Task inputs —
+ + + +
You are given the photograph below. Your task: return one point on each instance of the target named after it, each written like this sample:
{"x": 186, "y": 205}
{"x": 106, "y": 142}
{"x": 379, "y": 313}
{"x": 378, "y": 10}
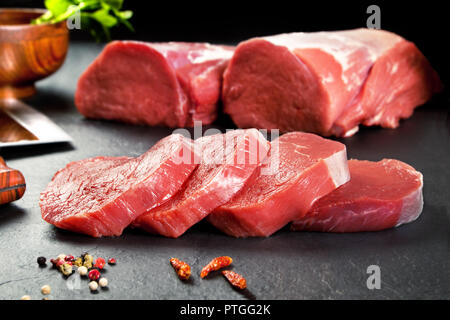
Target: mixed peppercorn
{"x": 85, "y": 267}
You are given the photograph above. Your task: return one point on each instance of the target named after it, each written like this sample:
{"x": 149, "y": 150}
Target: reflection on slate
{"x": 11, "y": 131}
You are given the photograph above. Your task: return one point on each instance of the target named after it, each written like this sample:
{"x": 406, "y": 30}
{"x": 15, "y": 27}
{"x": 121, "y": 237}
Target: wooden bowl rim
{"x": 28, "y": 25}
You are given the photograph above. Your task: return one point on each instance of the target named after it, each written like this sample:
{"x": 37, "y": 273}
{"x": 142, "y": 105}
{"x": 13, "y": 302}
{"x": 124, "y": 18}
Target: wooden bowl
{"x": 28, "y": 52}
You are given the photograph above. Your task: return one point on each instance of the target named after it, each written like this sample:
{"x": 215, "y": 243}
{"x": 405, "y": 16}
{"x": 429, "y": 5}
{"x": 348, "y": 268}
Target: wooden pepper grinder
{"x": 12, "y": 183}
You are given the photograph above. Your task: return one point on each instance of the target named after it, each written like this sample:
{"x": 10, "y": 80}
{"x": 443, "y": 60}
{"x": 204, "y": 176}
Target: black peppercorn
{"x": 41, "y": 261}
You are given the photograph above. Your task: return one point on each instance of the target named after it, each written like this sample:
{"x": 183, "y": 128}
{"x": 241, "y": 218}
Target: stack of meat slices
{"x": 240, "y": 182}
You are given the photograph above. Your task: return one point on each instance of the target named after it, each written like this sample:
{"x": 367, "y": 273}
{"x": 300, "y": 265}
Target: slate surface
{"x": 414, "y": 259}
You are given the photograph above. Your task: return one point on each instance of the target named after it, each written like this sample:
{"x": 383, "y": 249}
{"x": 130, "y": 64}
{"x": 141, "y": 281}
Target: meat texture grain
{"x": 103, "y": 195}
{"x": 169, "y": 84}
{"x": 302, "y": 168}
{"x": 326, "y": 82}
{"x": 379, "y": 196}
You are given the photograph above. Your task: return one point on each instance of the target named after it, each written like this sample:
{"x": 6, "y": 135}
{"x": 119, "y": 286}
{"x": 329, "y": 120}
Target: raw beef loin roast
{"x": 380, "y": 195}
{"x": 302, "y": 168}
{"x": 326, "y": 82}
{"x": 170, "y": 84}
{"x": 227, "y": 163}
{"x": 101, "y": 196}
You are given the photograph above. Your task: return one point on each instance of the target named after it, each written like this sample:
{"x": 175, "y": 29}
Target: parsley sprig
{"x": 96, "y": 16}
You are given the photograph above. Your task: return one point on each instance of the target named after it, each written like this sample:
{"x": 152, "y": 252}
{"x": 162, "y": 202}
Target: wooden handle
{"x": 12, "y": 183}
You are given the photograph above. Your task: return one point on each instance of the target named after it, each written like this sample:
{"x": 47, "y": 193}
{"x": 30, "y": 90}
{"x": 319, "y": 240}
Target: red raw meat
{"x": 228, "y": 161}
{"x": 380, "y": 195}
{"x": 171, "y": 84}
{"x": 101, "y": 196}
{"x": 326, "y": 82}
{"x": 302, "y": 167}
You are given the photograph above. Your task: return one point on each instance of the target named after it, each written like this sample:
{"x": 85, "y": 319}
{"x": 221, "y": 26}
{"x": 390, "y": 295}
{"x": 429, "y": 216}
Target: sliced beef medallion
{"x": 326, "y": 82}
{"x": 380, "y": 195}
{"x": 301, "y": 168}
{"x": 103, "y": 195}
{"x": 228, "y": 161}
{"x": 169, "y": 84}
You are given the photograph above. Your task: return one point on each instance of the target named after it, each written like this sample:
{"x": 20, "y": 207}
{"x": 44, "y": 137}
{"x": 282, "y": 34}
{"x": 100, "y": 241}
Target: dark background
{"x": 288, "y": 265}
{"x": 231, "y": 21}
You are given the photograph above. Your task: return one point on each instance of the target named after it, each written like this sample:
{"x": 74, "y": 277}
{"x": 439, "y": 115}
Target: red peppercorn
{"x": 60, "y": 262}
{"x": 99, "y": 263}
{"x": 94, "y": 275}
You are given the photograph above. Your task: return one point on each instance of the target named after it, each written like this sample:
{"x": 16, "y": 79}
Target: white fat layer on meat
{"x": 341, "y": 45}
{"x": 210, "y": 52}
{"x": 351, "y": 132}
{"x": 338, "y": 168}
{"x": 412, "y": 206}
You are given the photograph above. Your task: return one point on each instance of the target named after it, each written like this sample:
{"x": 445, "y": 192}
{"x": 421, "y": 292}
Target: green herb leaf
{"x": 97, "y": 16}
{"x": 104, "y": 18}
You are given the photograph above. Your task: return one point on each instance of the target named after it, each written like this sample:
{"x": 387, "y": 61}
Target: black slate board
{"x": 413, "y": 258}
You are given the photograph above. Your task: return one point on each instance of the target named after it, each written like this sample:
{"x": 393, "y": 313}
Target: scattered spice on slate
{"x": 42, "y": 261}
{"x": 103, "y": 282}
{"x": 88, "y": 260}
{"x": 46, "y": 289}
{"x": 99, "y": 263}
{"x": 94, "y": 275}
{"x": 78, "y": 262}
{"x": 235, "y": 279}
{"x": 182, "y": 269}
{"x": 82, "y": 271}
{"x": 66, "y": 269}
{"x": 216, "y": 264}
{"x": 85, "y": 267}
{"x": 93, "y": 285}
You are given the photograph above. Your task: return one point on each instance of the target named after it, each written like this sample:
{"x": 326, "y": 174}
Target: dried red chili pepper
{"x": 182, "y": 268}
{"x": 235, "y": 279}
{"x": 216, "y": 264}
+ + + +
To be done — All of the material above should be reproduced exactly, except the pictures.

Exercise answer —
You are given the photograph below. Your task: return one point on each instance of the target named after it, each written like this sample:
{"x": 186, "y": 205}
{"x": 106, "y": 142}
{"x": 379, "y": 313}
{"x": 378, "y": 10}
Target: mixed peppercorn
{"x": 85, "y": 267}
You are given the photograph above. Your task: return one point on each instance of the target named after it, each written like this sample:
{"x": 149, "y": 150}
Target: reflection on slate
{"x": 11, "y": 131}
You are given the photograph above. Your task: return one point on each instance of the target named after it, each written like this sample:
{"x": 406, "y": 30}
{"x": 15, "y": 27}
{"x": 121, "y": 237}
Target: wooden bowl rim
{"x": 28, "y": 25}
You are given the photograph above. Your task: return one point on each instance of the target named after it, each written like this sample:
{"x": 37, "y": 273}
{"x": 142, "y": 105}
{"x": 13, "y": 302}
{"x": 124, "y": 18}
Target: wooden bowl
{"x": 28, "y": 52}
You are given the photograph above. Your task: return one point on each instance of the target named after it, each written like this sample:
{"x": 215, "y": 243}
{"x": 405, "y": 16}
{"x": 429, "y": 5}
{"x": 348, "y": 268}
Target: wooden pepper grinder
{"x": 12, "y": 183}
You are given the photograph above. Your task: return one point on each instance of the target named after it, each written like this sample:
{"x": 10, "y": 80}
{"x": 443, "y": 60}
{"x": 204, "y": 176}
Target: black peppercorn
{"x": 41, "y": 261}
You are given the photograph above. Your task: return one point on each instance of the target named after it, each written like this sample:
{"x": 183, "y": 128}
{"x": 241, "y": 218}
Target: stack of meat slices
{"x": 240, "y": 182}
You are given the photograph above. Your task: return one point on each instance of the target named after it, each written like this sample:
{"x": 367, "y": 273}
{"x": 300, "y": 265}
Target: slate surface
{"x": 414, "y": 259}
You are given the photograph above. Your task: return one point on each instance of the target named after it, each written like this sample:
{"x": 383, "y": 249}
{"x": 130, "y": 64}
{"x": 141, "y": 281}
Target: meat texture grain
{"x": 103, "y": 195}
{"x": 169, "y": 84}
{"x": 302, "y": 168}
{"x": 326, "y": 82}
{"x": 379, "y": 196}
You are given the photograph above. Your task: return one point on each instance of the target named after it, each written like this sample:
{"x": 6, "y": 135}
{"x": 119, "y": 286}
{"x": 329, "y": 120}
Target: raw beef loin roast
{"x": 380, "y": 195}
{"x": 302, "y": 168}
{"x": 326, "y": 82}
{"x": 170, "y": 84}
{"x": 227, "y": 163}
{"x": 101, "y": 196}
You are given the photograph above. Your task: return one point on each instance of the target named after it, each written like this sample:
{"x": 175, "y": 29}
Target: parsley sprig
{"x": 96, "y": 16}
You are given the photograph above. Your task: return one point on each instance of the target named after it, each written like this sample:
{"x": 152, "y": 252}
{"x": 162, "y": 202}
Target: wooden handle
{"x": 12, "y": 183}
You are given the photograph above. Your task: return one point on each instance of the target named after it, each written like this sample:
{"x": 47, "y": 193}
{"x": 30, "y": 90}
{"x": 319, "y": 240}
Target: red raw meat
{"x": 228, "y": 161}
{"x": 380, "y": 195}
{"x": 171, "y": 84}
{"x": 101, "y": 196}
{"x": 326, "y": 82}
{"x": 302, "y": 167}
You are given the photograph above. Your task: return one point on each instance of the target named after it, each written like this sample:
{"x": 85, "y": 319}
{"x": 221, "y": 26}
{"x": 390, "y": 295}
{"x": 429, "y": 216}
Target: sliced beef medallion
{"x": 326, "y": 82}
{"x": 380, "y": 195}
{"x": 301, "y": 168}
{"x": 103, "y": 195}
{"x": 228, "y": 161}
{"x": 169, "y": 84}
You are given the photograph above. Your task: return one point on each instance of the target named after it, each written like this sample:
{"x": 20, "y": 207}
{"x": 44, "y": 137}
{"x": 282, "y": 34}
{"x": 100, "y": 241}
Target: dark background
{"x": 288, "y": 265}
{"x": 231, "y": 21}
You are given the photograph above. Your task: return one point on each instance of the target named after it, each written like this sample:
{"x": 74, "y": 277}
{"x": 439, "y": 115}
Target: red peppercorn
{"x": 60, "y": 262}
{"x": 99, "y": 263}
{"x": 94, "y": 275}
You are given the photograph above. Your task: return one point on each instance of the target named after it, each written like this sample:
{"x": 16, "y": 79}
Target: white fat layer on meat
{"x": 341, "y": 45}
{"x": 210, "y": 52}
{"x": 351, "y": 132}
{"x": 338, "y": 168}
{"x": 412, "y": 206}
You are given the photograph above. Your task: return one point on each instance of the target named after it, each written like this sample:
{"x": 445, "y": 192}
{"x": 421, "y": 292}
Target: green herb leaf
{"x": 97, "y": 16}
{"x": 104, "y": 18}
You are given the photograph above. Your task: return one point on each instance of the target named after it, each written like this sample:
{"x": 387, "y": 61}
Target: black slate board
{"x": 413, "y": 258}
You are given the photograph above. Your task: return one point on each instance of the target named after it, each written like this sample:
{"x": 393, "y": 313}
Target: scattered spice on slate
{"x": 42, "y": 261}
{"x": 103, "y": 282}
{"x": 88, "y": 260}
{"x": 46, "y": 289}
{"x": 99, "y": 263}
{"x": 94, "y": 275}
{"x": 78, "y": 262}
{"x": 235, "y": 279}
{"x": 182, "y": 269}
{"x": 82, "y": 271}
{"x": 66, "y": 269}
{"x": 216, "y": 264}
{"x": 85, "y": 267}
{"x": 93, "y": 285}
You are given the photograph above. Your task: return one point on each instance of the target named after it, each written like this sample:
{"x": 326, "y": 174}
Target: dried red chili pepper
{"x": 182, "y": 268}
{"x": 235, "y": 279}
{"x": 216, "y": 264}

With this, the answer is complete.